▶ **PARTS OF THE EXERCISE**
**1)** Answer these questions from the review of Epsilon:
(a) How many films does the Rolf De Heer Collection encompass?
(b) Who stars in Dingo?
(c) In what year was Incident At Raven's Gate released?
**2)** In one to three sentences, explain why the review of Epsilon calls the film incredible.
**3)** Continue the review of Epsilon from the point where it ends.

▶ **SELECTED PASSAGE**
Epsilon is incredible. On the one hand it’s an insult to the science fiction genre, limp unimaginative and cringe inducing, yet on the other it’s such a freak oddity that it will make your brain melt. As part of the 6 disc Rolf De Heer Collection (Umbrella), which encompasses his first six films, it combines some extraordinary images of sped up humanity, not unlike koyaanisqatsi, then jams it kicking and screaming into a ridiculous narrative about a superior (female) being (with a broad aussie accent) arriving on earth, encountering a good natured ocker outback bloke and debating the horrors of humanity before falling in love. It’s stilted cringe inducing death on celluloid. De Heer puts the duo in matching shirts and shoots it like it’s Neighbours. It makes you wonder how he could have been responsible for the dark wit of Bad Boy Bubby two years earlier, or even the understated beauty of Dingo (1991), which stars jazz legend Miles Davis, who you’d be positive hadn’t seen De Heer’s previous film when he signed on, the woeful 1987 outback horror Incident At Raven’s Gate. The only horror here is that they gave him money to make other films after this turkey. Yet that’s De Heer in a nutshell: hit and interesting miss.

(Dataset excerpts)
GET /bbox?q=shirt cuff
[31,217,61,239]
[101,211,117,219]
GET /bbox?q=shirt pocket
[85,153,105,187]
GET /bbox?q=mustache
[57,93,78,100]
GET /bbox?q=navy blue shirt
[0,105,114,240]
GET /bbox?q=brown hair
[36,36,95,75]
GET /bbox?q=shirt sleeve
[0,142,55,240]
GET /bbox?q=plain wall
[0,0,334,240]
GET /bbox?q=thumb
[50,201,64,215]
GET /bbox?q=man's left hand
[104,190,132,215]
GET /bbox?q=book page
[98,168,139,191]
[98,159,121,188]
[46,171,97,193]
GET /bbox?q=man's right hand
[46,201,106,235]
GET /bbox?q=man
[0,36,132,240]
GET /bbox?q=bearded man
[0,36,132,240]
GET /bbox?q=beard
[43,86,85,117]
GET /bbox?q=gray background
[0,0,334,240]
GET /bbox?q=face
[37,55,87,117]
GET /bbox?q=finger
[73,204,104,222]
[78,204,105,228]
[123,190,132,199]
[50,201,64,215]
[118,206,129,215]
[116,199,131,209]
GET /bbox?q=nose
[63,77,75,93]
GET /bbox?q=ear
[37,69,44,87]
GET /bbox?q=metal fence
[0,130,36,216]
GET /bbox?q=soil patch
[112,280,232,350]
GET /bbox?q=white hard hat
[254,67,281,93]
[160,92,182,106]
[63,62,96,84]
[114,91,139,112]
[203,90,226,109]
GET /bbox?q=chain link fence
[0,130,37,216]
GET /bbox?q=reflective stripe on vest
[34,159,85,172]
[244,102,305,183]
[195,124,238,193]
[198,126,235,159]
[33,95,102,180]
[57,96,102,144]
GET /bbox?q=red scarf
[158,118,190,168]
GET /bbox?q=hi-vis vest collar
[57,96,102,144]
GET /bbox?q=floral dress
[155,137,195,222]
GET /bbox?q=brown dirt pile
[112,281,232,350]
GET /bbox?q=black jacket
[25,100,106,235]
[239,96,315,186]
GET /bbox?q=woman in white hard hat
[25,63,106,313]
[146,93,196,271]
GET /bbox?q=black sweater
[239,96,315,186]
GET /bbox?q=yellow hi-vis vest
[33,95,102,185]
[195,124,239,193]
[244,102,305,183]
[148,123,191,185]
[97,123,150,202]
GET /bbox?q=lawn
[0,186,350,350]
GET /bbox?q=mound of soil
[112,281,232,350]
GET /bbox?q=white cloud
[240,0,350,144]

▶ **RESPONSES TO THE EXERCISE**
**1)**
(a) Six, his first six films.
(b) Jazz legend Miles Davis.
(c) 1987.

**2)** The review finds the film at once an insult to the science fiction genre, being limp, unimaginative and cringe inducing, and such a freak oddity that it will make your brain melt. It jams extraordinary images of sped-up humanity into a ridiculous narrative about a superior being who arrives on earth and falls in love with an outback bloke.

**3)**
Wake in Fright (Madman) is a film about assimilation whether you like it or not. It’s Lost Weekend by way of Deliverance, except in the Australian outback the evil yokels don’t play banjo and make you squeal like a pig, no it’s much worse than that, they get you shit-faced and take you roo shooting. The residents of Bundanyabba are grinding down English primary teacher John Grant with bogan redneck Aussie hospitality, until he loses not only his smug superiority, but everything else he thought he stood for, descending into alcohol fueled oblivion. This is outback horror, the residents of ‘the Yabba,’ the equivalent of zombies clawing at Grant, trying to make him one of them. Made in 1971 it’s one of the most vicious and confronting Australian films around. The words “Is this your first time in the Yabba? So how’dya like the Yabba?” will chill your blood.
Samson and Delilah (Madman) is a love story without words. In the extras writer/director/cinematographer Warwick Thornton suggests at 14 he didn’t have Hannah Montana‘s monologues, he threw stones at girls. It’s bleak, austere and set in an Aboriginal community in central Australia, not pulling any punches, particularly in terms of petrol sniffing. But it’s a different kind of love, one that is faced with much more difficult, gritty and harsh obstacles than your normal cinema affords. It’s a two disc set, the second features Thornton’s previous shorts and a great behind the scenes feature with the actor playing Samson participating in a diversionary youth justice group conference apologising for a burglary he committed a year earlier. Believe the hype.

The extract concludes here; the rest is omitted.